_What to produce_
Would you transcribe the line that holds "Please indicate the seated" and all the lines below it, through the final one, exactly and with nothing else?

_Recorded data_
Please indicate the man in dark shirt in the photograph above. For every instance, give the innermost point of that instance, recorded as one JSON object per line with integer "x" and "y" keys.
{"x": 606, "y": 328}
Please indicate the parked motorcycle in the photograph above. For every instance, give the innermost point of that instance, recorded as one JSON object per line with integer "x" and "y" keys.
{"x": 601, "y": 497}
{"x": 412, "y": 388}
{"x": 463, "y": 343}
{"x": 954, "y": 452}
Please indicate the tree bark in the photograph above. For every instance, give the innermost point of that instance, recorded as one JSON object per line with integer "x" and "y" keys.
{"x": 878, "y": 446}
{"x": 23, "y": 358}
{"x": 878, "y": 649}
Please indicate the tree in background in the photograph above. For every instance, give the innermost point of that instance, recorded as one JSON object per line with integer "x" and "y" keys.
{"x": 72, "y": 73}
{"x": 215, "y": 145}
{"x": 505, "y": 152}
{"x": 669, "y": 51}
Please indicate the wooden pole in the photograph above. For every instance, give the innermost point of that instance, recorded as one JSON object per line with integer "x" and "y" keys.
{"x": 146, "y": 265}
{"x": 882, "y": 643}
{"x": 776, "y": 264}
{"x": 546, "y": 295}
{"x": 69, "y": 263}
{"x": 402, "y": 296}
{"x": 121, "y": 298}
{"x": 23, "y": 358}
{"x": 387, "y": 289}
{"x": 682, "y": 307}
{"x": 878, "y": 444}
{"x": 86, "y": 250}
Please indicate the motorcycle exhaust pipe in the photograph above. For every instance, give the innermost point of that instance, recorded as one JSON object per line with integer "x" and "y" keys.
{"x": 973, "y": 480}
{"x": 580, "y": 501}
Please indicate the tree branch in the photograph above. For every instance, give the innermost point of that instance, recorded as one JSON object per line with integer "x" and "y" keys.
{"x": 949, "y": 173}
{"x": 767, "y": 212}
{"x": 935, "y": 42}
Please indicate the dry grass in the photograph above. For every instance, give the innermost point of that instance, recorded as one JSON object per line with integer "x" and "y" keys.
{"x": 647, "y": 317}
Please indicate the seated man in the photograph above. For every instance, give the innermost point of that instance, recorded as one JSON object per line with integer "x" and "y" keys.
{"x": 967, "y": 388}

_Answer for the task_
Please indicate the seated man in the photograph above. For every instance, give the innermost point of that instance, recorded as one JSON object per line with integer "x" and "y" keys.
{"x": 967, "y": 388}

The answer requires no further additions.